WHAT NEEDS TO BE DONE » Transcribe the data that follows in full. Leave out the pictures.

*** Opening of STORED DATA ***

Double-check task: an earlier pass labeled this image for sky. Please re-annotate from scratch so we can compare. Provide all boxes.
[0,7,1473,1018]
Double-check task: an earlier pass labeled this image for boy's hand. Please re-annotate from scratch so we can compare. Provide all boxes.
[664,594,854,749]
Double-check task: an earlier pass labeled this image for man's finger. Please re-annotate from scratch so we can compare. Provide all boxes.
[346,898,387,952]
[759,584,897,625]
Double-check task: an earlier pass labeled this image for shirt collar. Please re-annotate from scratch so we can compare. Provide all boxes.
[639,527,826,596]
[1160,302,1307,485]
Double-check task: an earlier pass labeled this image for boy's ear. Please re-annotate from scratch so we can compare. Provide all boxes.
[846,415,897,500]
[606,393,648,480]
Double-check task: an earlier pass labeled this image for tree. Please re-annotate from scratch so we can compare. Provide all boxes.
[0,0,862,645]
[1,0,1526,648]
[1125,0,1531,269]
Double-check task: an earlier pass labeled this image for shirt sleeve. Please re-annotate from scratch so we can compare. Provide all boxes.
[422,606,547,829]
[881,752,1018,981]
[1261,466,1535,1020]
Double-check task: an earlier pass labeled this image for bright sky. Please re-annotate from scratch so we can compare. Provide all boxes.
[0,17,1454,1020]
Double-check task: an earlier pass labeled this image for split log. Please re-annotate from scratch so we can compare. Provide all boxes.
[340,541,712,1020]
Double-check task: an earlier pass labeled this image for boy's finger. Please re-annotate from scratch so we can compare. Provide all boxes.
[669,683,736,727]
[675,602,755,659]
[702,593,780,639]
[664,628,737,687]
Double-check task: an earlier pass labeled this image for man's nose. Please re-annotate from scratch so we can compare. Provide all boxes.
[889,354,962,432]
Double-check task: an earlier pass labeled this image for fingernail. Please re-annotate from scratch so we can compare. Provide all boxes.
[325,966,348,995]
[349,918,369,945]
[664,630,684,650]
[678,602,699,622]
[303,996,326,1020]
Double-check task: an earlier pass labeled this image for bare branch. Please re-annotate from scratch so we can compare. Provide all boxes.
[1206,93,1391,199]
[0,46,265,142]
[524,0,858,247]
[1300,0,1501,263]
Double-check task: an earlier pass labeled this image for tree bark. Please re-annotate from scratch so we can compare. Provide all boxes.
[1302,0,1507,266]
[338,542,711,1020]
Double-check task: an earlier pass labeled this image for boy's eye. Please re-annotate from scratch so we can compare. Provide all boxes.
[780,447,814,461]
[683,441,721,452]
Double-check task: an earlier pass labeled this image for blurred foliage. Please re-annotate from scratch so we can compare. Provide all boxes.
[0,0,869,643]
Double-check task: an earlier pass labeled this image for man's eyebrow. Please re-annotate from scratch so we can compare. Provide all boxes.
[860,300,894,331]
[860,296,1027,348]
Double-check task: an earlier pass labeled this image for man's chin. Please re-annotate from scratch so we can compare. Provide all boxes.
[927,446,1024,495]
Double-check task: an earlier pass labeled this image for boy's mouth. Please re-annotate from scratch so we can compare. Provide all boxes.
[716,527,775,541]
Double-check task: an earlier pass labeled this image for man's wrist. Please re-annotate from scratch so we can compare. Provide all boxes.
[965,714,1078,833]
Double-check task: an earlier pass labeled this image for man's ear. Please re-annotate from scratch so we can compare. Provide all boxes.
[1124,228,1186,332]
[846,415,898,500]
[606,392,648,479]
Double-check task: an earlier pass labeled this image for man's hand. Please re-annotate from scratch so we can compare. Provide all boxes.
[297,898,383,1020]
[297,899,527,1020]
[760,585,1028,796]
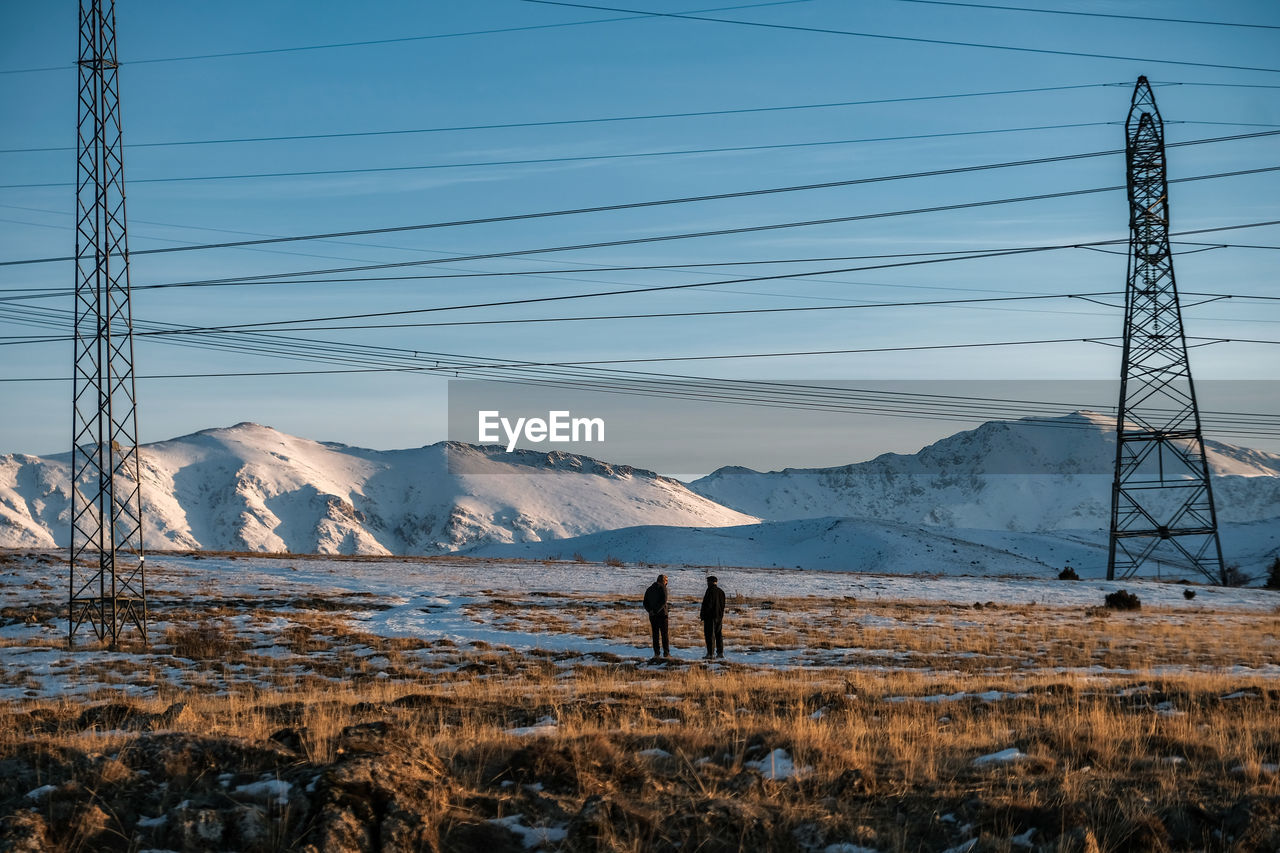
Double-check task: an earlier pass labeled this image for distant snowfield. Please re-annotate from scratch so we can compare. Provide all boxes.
[467,515,1280,579]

*** Close of STORED DATA ***

SOLUTION FOR THIS TASK »
Double-check task: an earlier pass labeled this image for sky. Please re-annotate from scratch so we can compare. Provide all boxes.
[0,7,1473,1018]
Double-check task: an earlier pass labeled this image for boy's hand. Please re-annotate from scratch so we can compare. Provide all boxes.
[664,594,854,749]
Double-check task: an earlier pass labeled this image for man's finger. Please re-annotate from scratch so we can compare. Provide all boxes.
[346,898,387,952]
[759,584,897,625]
Double-check task: an earlier pass labeled this image for shirt collar. Please re-annotate from scratch so we can compare. Provide all boxes.
[639,527,826,596]
[1160,302,1307,485]
Double-check task: an earlier pass labeled this image for boy's ear. Please re-annotate from scratch so we can compare. Provide all boxes.
[846,415,897,500]
[606,393,648,480]
Double-check task: an earlier pass labeled this image for tree. Please re-annotate from scratch so we can compare. Provide all boxes.
[0,0,862,645]
[1,0,1526,648]
[1125,0,1531,269]
Double-check task: an earlier pass labeled this image for shirt sleeve. Please re-annotate from scratch so we can compare. Provide all boxes.
[422,606,547,829]
[881,752,1018,981]
[1261,466,1535,1020]
Double-check task: an earlier pass labeled this image for bright sky. Please re-annotate from scratch so we can compare. Provide all boxes.
[0,17,1454,1020]
Double-check task: an earlier pass labeled this image for split log. Please re-annotate from scratch so we can compare. Provide all boxes.
[340,541,712,1020]
Double-check task: an earlier pass labeled this image for boy's finger. Please re-annotate from scratch so we can compare. Provide all boxes.
[669,683,736,727]
[675,602,755,659]
[702,593,780,639]
[664,628,737,687]
Double-check task: an earlier pass labeled this image for man's nose. Please re-annotate from scratch so we can compare. Provide all boxes.
[889,354,962,432]
Double-check task: an earlier pass labeled this image for fingernail. Please re-annotate from scratch so we can compare. Provide all boxes.
[325,966,348,995]
[349,918,369,945]
[664,630,684,650]
[678,602,699,622]
[303,996,326,1020]
Double-check task: an earlier pass labeled this image for bare branch. Please re-annotate from scratch so we can compare. Provide all boxes.
[1206,93,1391,199]
[0,46,265,142]
[524,0,858,247]
[1300,0,1501,263]
Double-check task: an earlier pass labeled this image for tree bark. Please re-annotate from scratch so we can compare. Provide all boxes.
[1302,0,1507,266]
[338,542,711,1020]
Double-check task: an earlier pass labeled this image for boy's eye. Please re-annotate from scratch so we can compare. Provide all boxes.
[780,447,814,461]
[683,441,721,452]
Double-check task: an earlier pass labeled this image for blurred foliage. Please re-annotate from scratch so we can compare. Provide all boxes.
[0,0,869,643]
Double-check task: an earlier pass labeled this image for man's eyebrow. Please re-annotate from scratch so we can compare. Provide all boxes.
[860,300,894,331]
[860,296,1027,348]
Double-check task: an earlier pass labeled this image for man's chin. Please re-annotate from scratch so we can compare. Provide all boxes.
[927,446,1024,495]
Double-check task: an earlier pass labeled this image for boy's mouth. Please re-annotate from scratch so we can compare. Provide all boxes.
[716,527,775,541]
Double-check task: an earlier pass labeled this image for man's wrist. Please re-annotate from scratch so we can compare. Provide all boxes.
[965,714,1078,833]
Double-check task: an earlier pass labeled this image for man's ear. Please re-annotate from scratch so we can compare. Provide all boxes.
[1124,228,1186,332]
[846,415,898,500]
[606,392,648,479]
Double-check task: an earlier pass labeled this image for man's hand. Please re-annotate from scratch so we can compare. Provide all boxes.
[297,898,383,1020]
[297,899,527,1020]
[760,585,1028,796]
Double-check task: an earlier pass labeled this image for distant snowfield. Please re-annotate from scratch so we can compare. Provide all boxes.
[467,515,1280,579]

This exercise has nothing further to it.